§ **MATERIAL SHOWN**:

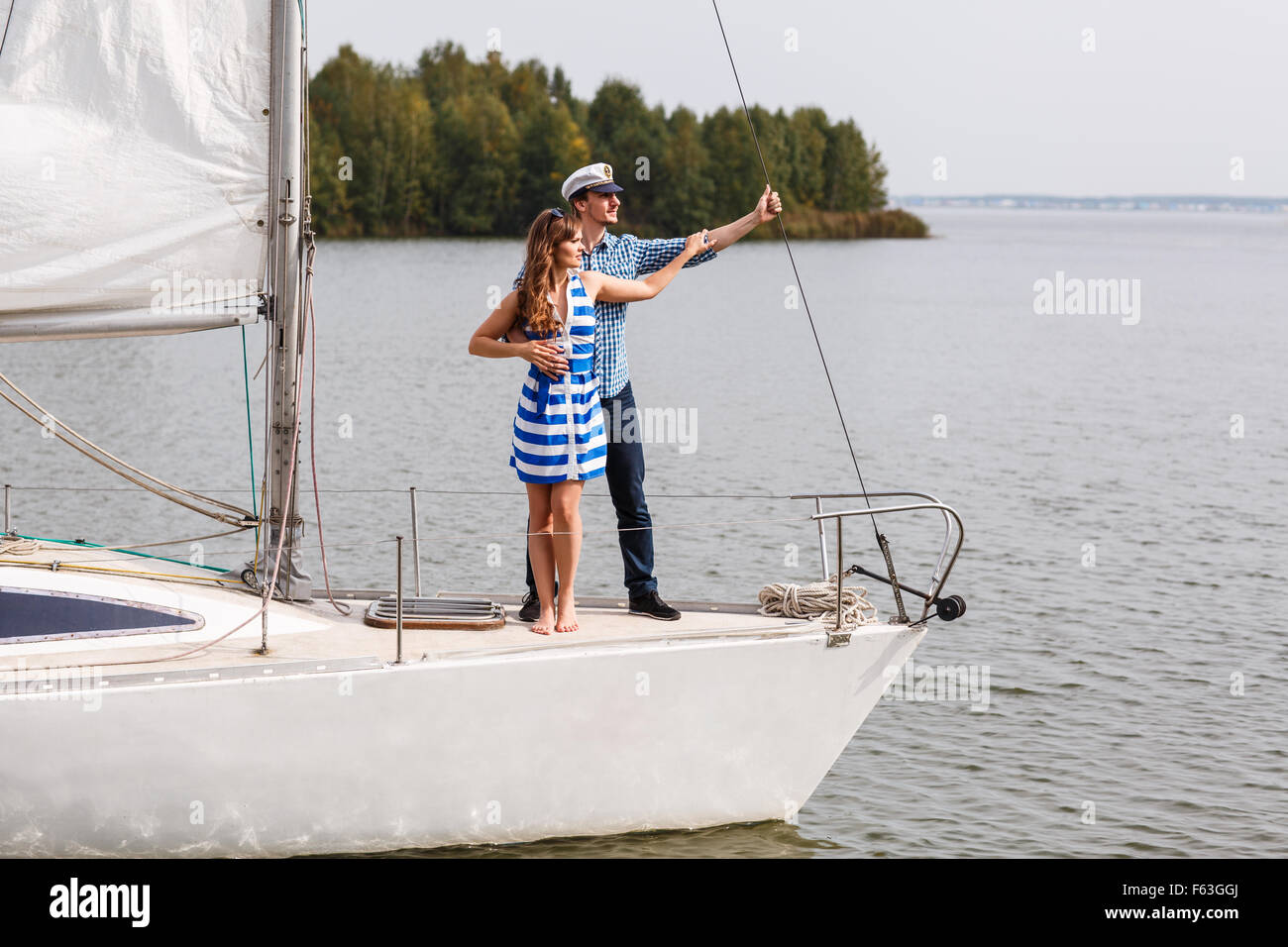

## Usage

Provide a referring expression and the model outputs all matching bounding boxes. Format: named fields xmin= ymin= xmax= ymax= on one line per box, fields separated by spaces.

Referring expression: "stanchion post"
xmin=394 ymin=536 xmax=402 ymax=665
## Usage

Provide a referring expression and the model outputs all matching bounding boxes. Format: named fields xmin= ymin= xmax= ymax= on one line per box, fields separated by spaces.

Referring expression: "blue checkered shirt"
xmin=511 ymin=231 xmax=716 ymax=398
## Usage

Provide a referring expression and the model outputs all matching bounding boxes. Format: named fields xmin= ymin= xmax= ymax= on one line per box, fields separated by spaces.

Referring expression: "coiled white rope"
xmin=760 ymin=573 xmax=877 ymax=627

§ **WRITTEN INSTRUCTION**: Give the records above as a two-column CSV with the header request,boxes, writing one row per record. Put each record's full text and its answer in their own quoted fields, with line breaks turned into spaces, and leave out the pictures.

§ **SOLUTION BELOW**:
request,boxes
"## Usage Provide a referring expression and the model outputs all matching bounding boxes. Format: named fields xmin= ymin= xmax= ymax= on one line per box, fields separated by spaces. Referring expression: ""stanchion post""","xmin=394 ymin=536 xmax=402 ymax=665"
"## Usage Provide a referring expression and the model outputs all matching bounding boxes. Format: named fields xmin= ymin= xmax= ymax= on one line per box, fields separated by spaces. Referring expression: ""blue checkered shirt""","xmin=511 ymin=231 xmax=716 ymax=398"
"## Usage Provide a referring expression and the model outputs all matching bounding boxes. Format: named fields xmin= ymin= xmax= ymax= on one line per box, fields separated by spaces. Referring expression: ""coiled white rope""","xmin=760 ymin=573 xmax=877 ymax=627"